*** Records ***
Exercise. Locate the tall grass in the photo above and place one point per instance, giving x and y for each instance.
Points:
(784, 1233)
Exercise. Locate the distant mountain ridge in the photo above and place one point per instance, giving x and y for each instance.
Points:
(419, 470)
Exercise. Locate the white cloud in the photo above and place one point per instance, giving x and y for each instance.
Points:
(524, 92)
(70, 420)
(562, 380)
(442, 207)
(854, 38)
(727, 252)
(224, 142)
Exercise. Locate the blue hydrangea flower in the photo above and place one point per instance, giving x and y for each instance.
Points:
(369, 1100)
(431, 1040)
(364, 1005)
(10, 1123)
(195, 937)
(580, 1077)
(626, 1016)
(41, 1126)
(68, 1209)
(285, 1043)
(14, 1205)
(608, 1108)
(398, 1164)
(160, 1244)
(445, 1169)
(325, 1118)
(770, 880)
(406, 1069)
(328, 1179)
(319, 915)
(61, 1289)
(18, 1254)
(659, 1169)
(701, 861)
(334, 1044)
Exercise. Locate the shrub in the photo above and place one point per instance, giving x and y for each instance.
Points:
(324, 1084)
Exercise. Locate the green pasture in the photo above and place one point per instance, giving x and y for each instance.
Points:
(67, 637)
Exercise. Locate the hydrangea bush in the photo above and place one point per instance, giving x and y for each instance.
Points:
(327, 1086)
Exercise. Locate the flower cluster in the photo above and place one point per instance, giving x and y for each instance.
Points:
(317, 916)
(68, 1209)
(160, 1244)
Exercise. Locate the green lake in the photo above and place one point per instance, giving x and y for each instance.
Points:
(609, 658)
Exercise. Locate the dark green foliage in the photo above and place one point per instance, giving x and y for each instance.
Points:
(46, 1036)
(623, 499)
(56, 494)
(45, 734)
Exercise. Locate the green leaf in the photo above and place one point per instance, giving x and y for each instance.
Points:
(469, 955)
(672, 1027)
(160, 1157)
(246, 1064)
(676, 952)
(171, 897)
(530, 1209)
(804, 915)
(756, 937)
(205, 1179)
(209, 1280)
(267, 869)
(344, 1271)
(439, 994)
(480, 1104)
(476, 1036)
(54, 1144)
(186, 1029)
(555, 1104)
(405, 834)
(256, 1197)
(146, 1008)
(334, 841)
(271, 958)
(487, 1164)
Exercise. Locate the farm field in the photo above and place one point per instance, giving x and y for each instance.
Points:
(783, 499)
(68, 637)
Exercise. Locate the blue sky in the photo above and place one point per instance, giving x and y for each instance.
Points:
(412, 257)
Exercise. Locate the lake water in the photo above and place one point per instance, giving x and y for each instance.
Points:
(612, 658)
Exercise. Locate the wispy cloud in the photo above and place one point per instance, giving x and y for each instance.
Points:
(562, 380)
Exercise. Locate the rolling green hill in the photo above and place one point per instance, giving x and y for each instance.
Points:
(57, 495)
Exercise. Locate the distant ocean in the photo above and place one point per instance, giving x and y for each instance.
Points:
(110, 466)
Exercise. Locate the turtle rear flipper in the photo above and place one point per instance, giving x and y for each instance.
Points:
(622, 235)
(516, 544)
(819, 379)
*** End of Records ***
*** Records ***
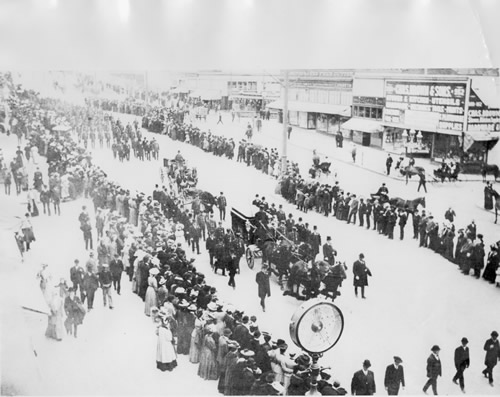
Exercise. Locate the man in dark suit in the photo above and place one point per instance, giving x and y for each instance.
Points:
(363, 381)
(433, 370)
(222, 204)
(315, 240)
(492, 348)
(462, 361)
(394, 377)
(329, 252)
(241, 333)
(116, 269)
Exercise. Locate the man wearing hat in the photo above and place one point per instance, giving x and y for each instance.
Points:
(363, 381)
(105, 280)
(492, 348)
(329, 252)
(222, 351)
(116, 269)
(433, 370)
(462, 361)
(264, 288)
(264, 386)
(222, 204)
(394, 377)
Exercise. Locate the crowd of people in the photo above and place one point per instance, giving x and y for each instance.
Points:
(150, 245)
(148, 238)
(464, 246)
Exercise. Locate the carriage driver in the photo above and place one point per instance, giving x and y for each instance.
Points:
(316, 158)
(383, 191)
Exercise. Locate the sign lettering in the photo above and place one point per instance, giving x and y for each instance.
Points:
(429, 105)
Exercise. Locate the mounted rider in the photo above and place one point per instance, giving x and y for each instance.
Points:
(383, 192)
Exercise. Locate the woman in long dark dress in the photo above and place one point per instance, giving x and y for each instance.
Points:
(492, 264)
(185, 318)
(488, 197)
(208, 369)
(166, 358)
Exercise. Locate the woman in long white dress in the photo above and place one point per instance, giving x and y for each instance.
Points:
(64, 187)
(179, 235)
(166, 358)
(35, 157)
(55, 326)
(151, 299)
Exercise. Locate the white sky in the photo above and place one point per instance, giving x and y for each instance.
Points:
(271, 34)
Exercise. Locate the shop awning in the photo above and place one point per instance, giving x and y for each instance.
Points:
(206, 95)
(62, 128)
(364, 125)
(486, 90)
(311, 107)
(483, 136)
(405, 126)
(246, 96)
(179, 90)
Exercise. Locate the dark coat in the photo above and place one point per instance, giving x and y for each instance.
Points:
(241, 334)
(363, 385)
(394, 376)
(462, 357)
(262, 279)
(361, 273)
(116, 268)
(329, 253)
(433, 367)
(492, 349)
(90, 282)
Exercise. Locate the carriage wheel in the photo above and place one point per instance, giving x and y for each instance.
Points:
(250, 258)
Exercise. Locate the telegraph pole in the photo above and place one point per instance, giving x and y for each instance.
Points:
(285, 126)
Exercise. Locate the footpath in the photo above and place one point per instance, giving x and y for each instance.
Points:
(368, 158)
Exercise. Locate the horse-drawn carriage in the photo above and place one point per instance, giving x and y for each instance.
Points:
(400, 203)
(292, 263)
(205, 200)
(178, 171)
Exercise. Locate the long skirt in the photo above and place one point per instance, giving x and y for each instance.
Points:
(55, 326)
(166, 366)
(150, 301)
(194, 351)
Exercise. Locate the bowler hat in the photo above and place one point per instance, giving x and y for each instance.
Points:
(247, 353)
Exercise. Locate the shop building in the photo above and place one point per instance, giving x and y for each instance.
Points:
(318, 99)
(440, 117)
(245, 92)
*** End of Records ***
*** Records ***
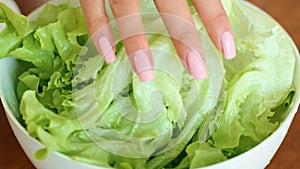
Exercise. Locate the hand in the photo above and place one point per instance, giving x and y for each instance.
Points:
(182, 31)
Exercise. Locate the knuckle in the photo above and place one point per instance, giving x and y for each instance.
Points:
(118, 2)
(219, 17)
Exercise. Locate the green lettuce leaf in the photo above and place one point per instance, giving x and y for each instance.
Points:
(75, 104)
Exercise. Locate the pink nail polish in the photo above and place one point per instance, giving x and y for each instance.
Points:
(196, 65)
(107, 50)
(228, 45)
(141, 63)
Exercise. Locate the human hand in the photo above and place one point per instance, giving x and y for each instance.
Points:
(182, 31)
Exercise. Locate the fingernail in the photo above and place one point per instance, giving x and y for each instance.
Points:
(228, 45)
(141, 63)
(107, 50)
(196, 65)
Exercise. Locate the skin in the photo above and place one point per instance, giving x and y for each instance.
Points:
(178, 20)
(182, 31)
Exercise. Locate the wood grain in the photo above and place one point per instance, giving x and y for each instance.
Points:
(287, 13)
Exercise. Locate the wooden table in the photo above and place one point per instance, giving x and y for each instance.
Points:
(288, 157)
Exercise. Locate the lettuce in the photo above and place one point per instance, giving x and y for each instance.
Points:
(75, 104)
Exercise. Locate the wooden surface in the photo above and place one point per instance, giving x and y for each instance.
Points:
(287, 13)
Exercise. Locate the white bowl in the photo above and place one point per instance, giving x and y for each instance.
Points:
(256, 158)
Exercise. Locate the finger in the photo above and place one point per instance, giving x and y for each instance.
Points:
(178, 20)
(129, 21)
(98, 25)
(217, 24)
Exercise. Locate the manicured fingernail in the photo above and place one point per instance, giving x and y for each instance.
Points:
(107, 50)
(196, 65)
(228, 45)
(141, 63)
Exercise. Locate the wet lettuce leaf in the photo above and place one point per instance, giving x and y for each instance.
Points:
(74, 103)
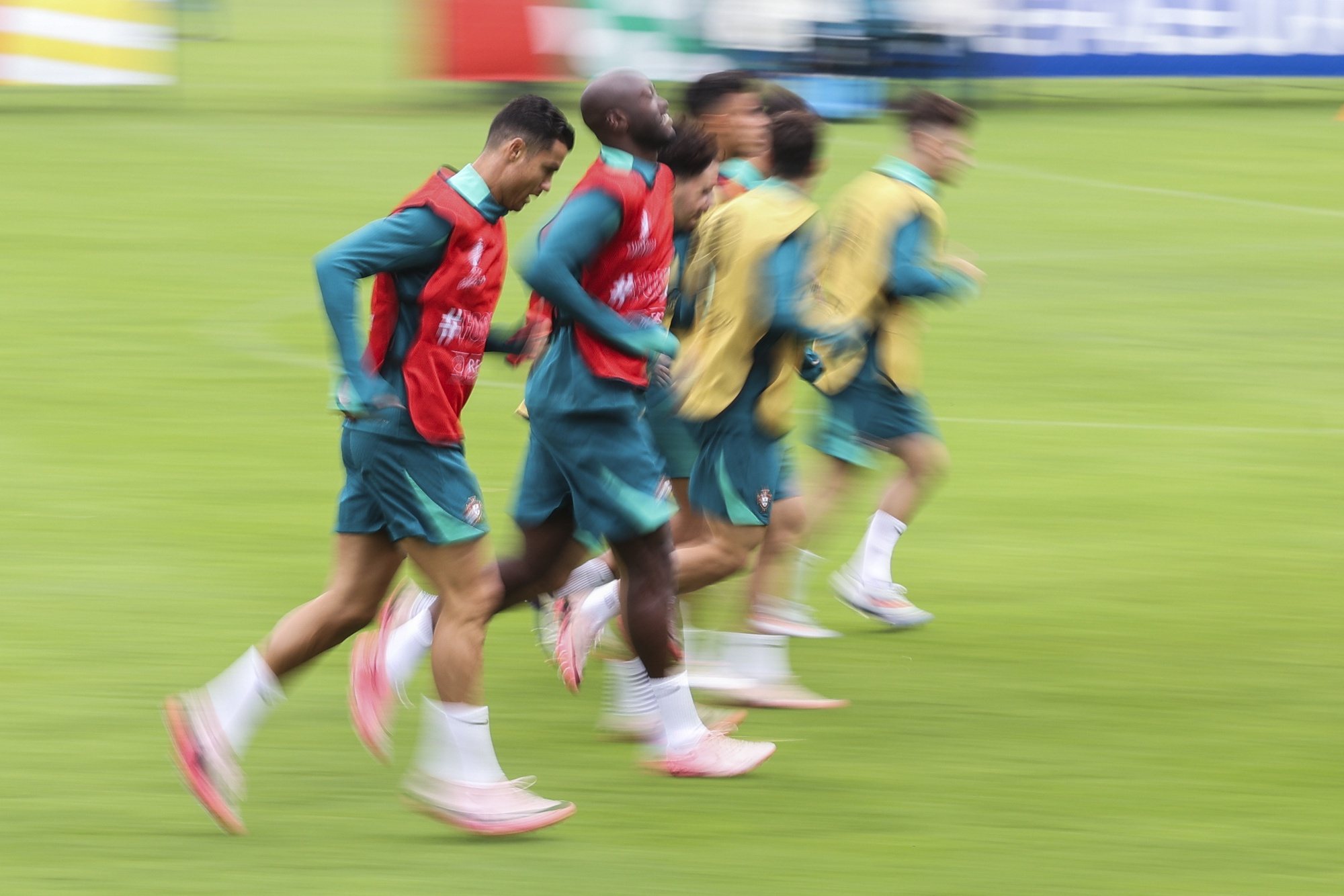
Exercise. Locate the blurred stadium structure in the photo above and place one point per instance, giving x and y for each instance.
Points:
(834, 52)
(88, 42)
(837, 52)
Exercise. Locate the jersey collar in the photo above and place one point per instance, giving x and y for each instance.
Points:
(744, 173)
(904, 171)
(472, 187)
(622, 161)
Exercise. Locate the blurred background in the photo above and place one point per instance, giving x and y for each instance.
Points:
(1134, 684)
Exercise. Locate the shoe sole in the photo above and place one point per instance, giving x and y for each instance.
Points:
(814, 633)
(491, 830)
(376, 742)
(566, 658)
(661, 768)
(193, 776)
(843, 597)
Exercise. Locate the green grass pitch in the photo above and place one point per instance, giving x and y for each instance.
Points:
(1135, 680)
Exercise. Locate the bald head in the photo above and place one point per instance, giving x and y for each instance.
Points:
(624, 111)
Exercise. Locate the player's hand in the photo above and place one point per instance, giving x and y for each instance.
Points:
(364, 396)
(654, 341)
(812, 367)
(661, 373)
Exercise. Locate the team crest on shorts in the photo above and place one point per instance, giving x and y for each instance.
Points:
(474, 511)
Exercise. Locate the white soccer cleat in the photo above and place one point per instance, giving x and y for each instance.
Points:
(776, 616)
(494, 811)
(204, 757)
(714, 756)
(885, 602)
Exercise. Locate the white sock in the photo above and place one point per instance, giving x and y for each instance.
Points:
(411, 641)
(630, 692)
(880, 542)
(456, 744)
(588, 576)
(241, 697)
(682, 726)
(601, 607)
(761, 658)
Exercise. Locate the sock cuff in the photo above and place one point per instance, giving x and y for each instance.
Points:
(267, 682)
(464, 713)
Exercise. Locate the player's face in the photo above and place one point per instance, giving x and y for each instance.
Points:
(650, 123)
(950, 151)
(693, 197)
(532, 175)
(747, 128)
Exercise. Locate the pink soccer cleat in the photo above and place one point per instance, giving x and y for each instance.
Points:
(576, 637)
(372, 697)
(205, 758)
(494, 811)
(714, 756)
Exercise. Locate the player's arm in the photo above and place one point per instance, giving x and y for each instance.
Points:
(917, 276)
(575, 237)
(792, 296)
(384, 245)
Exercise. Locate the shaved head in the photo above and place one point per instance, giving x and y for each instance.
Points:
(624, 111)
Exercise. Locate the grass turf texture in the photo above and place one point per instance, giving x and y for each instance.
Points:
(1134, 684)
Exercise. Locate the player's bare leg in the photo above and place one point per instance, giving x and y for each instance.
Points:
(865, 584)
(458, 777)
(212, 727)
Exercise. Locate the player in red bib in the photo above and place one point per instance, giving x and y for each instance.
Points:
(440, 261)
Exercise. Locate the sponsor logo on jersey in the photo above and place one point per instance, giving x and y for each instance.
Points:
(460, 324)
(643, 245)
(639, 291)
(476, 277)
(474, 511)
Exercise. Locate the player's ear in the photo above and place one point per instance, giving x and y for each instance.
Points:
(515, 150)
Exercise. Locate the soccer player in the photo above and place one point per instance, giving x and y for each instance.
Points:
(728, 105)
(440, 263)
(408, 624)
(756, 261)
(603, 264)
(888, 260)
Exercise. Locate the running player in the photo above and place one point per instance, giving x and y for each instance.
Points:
*** End of Records ***
- Task to carry out -
The lines to extract from the data above begin with the line containing "Exercise. Locate the dark green" and end with the line containing "Exercise. Locate the green leaf". Extract them exactly, including both.

- Answer for this exercise -
Exercise. Locate the dark green foliage in the photo above and place one point per instance, giving x and y for each instance.
Points:
(46, 1036)
(623, 499)
(56, 494)
(45, 734)
Exercise. Locate the green leaf in the photo above and place one point per instance, giving x and y for each instance.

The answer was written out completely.